Exercise details:
Can you retype only the lines from the one with "Guideline: for each instance of the green trimmed" through the final line of the material, exactly as given?

Records from a data collection
_ _ _ _ _
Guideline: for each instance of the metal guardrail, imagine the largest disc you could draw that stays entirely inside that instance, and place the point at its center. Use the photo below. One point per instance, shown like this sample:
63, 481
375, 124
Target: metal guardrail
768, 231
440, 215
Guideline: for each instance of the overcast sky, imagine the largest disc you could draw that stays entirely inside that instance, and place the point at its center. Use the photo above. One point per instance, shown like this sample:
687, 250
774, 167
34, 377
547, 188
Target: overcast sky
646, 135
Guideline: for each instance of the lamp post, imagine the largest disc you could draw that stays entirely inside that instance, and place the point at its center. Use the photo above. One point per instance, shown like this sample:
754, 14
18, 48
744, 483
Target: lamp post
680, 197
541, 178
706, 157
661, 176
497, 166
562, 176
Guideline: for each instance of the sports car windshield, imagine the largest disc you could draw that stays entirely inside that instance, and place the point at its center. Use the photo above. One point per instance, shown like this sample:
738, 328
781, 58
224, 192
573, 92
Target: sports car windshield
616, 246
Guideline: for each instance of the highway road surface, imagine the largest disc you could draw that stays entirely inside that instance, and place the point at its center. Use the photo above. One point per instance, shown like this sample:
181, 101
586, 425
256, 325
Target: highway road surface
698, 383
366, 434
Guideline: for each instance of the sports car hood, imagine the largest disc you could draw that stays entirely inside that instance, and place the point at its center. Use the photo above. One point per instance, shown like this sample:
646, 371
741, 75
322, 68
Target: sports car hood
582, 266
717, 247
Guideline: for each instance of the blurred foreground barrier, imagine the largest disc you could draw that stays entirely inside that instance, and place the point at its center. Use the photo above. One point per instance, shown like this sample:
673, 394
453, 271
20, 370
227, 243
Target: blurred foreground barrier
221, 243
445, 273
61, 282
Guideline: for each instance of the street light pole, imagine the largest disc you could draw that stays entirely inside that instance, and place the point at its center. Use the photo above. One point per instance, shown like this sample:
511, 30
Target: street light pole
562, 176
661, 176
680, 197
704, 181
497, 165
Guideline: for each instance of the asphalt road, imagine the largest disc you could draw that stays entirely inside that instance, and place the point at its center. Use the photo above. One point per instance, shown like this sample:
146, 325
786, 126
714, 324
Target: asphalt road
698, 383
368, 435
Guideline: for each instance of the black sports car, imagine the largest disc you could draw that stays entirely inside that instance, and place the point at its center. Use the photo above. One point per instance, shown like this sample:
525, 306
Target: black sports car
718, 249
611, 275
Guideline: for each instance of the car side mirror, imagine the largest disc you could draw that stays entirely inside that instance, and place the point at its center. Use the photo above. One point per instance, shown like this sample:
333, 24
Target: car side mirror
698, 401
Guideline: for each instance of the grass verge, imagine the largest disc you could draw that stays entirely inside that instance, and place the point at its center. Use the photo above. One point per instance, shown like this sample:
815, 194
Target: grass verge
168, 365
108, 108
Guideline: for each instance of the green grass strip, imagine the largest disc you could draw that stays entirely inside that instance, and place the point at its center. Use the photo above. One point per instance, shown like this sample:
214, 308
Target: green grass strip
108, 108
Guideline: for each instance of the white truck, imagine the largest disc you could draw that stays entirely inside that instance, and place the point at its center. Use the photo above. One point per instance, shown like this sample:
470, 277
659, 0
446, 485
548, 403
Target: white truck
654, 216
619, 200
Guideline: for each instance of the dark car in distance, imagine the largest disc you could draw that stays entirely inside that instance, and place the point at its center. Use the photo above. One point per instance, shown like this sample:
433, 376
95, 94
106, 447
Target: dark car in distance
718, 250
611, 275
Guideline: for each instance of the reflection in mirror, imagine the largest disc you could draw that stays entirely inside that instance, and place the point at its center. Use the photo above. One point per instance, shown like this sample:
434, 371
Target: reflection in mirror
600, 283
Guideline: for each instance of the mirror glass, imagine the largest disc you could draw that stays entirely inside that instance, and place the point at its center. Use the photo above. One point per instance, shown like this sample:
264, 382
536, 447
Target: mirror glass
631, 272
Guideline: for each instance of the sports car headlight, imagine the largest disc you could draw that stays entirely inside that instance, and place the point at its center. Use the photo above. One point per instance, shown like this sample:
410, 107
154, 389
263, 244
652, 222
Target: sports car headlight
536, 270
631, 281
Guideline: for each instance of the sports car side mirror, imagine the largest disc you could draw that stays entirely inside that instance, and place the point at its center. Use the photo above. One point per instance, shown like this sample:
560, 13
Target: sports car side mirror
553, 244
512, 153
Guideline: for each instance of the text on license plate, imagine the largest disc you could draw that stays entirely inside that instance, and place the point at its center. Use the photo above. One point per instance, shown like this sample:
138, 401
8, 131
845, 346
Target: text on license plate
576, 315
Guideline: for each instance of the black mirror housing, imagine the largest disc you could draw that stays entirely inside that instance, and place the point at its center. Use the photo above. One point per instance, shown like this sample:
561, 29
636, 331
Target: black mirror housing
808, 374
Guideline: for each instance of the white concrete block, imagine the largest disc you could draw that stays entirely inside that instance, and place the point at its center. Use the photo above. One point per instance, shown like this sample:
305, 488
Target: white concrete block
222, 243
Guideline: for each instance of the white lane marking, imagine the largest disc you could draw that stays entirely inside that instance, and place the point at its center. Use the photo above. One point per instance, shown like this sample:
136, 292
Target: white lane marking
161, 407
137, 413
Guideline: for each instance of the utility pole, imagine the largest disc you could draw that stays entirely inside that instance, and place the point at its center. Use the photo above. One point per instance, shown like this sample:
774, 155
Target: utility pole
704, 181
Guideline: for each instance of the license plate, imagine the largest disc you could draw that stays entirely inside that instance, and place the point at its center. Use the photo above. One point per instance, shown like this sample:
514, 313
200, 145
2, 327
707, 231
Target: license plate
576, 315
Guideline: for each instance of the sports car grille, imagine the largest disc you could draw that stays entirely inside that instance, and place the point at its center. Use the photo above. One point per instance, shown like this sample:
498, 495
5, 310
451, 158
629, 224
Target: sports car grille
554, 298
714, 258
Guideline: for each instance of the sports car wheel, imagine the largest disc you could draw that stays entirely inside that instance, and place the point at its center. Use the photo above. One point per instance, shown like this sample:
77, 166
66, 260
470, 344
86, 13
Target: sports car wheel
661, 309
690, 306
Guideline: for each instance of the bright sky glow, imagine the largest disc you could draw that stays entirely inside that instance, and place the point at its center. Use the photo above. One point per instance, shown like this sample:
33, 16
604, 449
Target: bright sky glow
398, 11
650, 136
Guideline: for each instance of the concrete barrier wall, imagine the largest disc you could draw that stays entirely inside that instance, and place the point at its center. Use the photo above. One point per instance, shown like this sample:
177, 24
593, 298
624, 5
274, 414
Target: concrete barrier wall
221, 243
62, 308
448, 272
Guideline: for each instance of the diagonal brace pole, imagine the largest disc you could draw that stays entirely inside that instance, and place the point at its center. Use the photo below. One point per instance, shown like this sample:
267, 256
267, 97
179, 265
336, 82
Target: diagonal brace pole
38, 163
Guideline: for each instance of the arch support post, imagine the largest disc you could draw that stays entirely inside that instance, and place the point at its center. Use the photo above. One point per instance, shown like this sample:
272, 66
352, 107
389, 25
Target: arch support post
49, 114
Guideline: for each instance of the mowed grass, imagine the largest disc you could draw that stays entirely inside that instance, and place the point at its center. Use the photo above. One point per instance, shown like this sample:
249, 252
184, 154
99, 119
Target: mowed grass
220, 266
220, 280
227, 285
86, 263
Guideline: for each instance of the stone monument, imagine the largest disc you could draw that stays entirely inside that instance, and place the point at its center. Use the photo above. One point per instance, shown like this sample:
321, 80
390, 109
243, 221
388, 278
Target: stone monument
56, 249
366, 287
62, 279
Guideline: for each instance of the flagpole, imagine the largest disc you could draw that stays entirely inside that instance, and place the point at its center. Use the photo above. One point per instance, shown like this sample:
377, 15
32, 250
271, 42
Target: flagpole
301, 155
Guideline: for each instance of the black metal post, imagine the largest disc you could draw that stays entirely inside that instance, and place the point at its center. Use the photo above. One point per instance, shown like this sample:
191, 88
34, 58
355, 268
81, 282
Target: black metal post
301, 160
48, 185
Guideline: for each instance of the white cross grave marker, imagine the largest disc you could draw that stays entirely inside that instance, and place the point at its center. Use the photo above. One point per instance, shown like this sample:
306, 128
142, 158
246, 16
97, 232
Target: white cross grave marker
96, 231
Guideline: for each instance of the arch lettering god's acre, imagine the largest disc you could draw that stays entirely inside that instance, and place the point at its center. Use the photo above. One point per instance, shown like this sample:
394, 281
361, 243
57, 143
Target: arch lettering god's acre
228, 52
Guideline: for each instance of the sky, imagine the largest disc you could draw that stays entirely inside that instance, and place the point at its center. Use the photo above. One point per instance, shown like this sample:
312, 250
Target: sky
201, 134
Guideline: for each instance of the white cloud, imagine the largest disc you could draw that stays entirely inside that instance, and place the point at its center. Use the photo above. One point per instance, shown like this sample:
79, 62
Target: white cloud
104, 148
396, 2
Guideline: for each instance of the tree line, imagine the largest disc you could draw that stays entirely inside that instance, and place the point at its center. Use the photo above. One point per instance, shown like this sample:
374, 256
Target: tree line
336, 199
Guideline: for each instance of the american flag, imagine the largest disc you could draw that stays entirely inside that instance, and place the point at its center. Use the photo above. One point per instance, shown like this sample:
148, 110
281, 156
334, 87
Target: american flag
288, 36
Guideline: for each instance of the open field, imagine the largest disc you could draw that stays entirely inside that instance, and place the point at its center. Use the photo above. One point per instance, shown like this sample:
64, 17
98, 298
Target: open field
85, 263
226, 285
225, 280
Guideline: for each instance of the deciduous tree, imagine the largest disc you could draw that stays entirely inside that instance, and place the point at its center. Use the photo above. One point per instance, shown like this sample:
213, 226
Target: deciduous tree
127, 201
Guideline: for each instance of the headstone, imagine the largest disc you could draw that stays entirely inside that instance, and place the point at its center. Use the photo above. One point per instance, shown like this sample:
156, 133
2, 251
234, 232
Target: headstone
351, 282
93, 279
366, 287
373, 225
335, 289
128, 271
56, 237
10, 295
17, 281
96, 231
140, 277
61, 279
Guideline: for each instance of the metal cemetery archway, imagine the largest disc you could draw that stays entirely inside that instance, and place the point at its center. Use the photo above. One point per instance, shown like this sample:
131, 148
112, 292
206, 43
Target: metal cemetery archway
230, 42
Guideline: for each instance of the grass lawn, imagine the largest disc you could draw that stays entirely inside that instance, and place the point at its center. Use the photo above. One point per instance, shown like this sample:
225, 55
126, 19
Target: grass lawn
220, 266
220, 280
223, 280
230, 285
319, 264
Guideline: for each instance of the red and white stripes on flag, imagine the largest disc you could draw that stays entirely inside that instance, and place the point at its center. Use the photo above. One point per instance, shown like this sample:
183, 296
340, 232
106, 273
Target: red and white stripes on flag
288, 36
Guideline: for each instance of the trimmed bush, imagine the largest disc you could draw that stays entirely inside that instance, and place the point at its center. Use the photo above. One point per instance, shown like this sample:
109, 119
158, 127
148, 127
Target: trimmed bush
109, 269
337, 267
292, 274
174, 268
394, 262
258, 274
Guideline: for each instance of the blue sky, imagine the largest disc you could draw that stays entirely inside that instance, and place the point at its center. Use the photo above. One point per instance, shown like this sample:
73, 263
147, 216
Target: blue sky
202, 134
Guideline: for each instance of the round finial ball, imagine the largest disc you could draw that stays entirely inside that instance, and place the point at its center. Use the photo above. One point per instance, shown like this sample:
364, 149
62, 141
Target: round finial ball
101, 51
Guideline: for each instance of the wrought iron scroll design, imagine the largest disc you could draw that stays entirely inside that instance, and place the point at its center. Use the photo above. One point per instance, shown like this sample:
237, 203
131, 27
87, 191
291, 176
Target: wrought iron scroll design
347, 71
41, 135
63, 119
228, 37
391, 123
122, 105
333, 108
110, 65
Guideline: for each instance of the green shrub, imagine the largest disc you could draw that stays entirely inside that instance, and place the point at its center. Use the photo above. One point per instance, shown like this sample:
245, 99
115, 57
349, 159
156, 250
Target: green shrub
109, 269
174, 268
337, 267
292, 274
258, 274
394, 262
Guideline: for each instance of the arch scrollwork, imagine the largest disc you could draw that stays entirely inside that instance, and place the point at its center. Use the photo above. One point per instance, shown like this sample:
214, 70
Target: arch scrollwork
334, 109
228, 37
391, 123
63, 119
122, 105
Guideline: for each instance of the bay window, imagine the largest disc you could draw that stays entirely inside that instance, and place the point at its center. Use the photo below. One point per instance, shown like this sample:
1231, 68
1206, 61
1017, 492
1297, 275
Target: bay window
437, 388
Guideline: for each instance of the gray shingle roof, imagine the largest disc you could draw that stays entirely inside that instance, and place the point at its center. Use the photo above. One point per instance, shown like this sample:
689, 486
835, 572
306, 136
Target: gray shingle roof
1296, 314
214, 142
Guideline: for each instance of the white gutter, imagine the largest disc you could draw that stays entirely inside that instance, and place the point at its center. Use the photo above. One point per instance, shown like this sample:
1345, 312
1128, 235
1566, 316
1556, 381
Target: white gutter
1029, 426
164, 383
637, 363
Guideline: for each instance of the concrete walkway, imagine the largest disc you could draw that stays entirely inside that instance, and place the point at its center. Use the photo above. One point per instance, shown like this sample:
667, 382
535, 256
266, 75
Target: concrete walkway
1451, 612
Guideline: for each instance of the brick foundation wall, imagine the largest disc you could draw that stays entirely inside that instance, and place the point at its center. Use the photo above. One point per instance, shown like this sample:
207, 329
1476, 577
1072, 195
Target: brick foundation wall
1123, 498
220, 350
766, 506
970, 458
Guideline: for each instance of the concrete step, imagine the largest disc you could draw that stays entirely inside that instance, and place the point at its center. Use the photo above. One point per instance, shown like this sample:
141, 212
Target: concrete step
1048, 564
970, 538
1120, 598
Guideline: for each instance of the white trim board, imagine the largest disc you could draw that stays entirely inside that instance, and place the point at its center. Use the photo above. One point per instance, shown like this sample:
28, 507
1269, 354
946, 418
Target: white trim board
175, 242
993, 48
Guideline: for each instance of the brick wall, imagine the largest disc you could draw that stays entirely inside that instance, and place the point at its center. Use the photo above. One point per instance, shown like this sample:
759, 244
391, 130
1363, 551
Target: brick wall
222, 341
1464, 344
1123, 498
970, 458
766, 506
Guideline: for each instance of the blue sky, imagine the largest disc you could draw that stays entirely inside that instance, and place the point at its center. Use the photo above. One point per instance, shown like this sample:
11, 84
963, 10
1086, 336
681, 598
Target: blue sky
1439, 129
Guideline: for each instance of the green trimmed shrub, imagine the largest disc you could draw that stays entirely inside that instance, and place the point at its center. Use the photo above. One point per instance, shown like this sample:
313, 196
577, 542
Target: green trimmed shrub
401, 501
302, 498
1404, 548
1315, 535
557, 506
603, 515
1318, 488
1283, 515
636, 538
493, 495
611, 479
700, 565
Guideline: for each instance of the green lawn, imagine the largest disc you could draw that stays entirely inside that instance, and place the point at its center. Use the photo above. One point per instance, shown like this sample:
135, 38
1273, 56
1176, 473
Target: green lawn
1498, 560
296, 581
_ _ _ _ _
Task solution:
Guideline: for each instance of the green trimmed shrub, imagine the largest disc you could draw that stays entirely inside that instance, and place the point at its center. Use the photo above. One point per instance, shown like this sample:
313, 196
577, 542
Target: green trimmed shrub
401, 501
302, 498
1404, 548
1315, 535
557, 506
603, 515
1318, 488
1283, 515
636, 538
493, 495
611, 479
700, 565
Guideline: for each instance of the green lawn, imagine the largest disc you could draw that stays entirely inside that instance, and place the point at its center. Use the photo above. One point per instance, shown like this sample:
135, 38
1273, 56
1176, 473
Target: green lawn
1498, 560
296, 581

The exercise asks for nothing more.